Text section:
5.1 Records and Inspection. Debtor shall keep and cause to be kept accurate and complete records of the Collateral and its proceeds at its principal place of business. Upon ten (10) days’ prior notice to Debtor (or two (2) days’ prior notice if an Event of Default has occurred or is threatened), Secured Party shall have the right from time to time, during normal business hours, to examine such books, records and accounts at the office of Debtor, or other Person maintaining such records and to make copies or extracts thereof as Secured Party shall desire.

5.2 Restrictions on Removal of Collateral. Debtor shall not remove Collateral or any related books and records from its principal place of business except in the ordinary course of Debtor’s business, consistent with past practice.

5.3 Restriction on Changing State of Organization or Chief Executive Office. Debtor shall not change the state of its incorporation, or convert into a different type of entity. Debtor shall not change its chief executive office unless 30 days prior written notice has been provided to Secured Party.

5.4 Information Regarding Names. At least 30 days before changing its name on its organizational documents, or adopting a new trade name, Debtor shall give written notice to Secured Party of any new name or trade name of Debtor.

5.5 Duty of Care. Debtor shall be responsible for preserving and maintaining the Collateral and Secured Party shall have no duty of care with respect to the Collateral, except that Secured Party shall have an obligation to exercise reasonable care with respect to Collateral in its possession; provided that (i) Secured Party shall be deemed to have exercised reasonable care if the Collateral in its possession is accorded treatment substantially comparable to that which the Secured Party accords its own property or treatment substantially in accordance with actions requested by Debtor in writing, although Secured Party shall not be obligated to comply with any such requests and (ii) Secured Party shall not be obligated to take steps to preserve rights against any other parties or property.

Set tasks:
1) According to the security agreement text, how much notice must Debtor give Secured Party before changing its chief executive office?
2) Carry on the security agreement text from the end of clause 5.5.
The material after this point comes from a different source.

Given information:
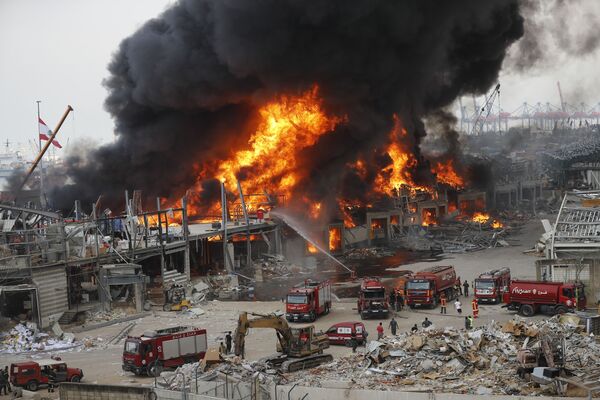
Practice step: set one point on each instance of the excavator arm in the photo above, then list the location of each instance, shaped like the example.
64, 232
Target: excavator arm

Task results:
1) 30 days' prior written notice.

2)
5.6 Taxes. Except for those presently being or to be contested by Debtor in good faith in the ordinary course of business, Debtor shall pay when due all Taxes upon the Collateral.

5.7 Further Assurances and Authority of Secured Party. Debtor shall from time to time execute, deliver, file and record all such further agreements, instruments, financing statements, notices and other documents (collectively, “Supplemental Documentation”) as may be requested by Secured Party to perfect or preserve the Security Interest, to enable Secured Party to notify any third parties of the existence of the Security Interest, or otherwise to carry out the intent of this Agreement. Debtor authorizes Secured Party to file financing statements where desirable in Secured Party’s judgment to perfect the Security Interest without the signature of Debtor. If any amount payable under or in connection with any of the Collateral shall be or become evidenced by any Instrument, Certificated Security or Chattel Paper, such Instrument, Certificated Security or Chattel Paper shall be immediately delivered to the Secured Party, duly indorsed in a manner satisfactory to Secured Party, to be held as Collateral pursuant to this Agreement.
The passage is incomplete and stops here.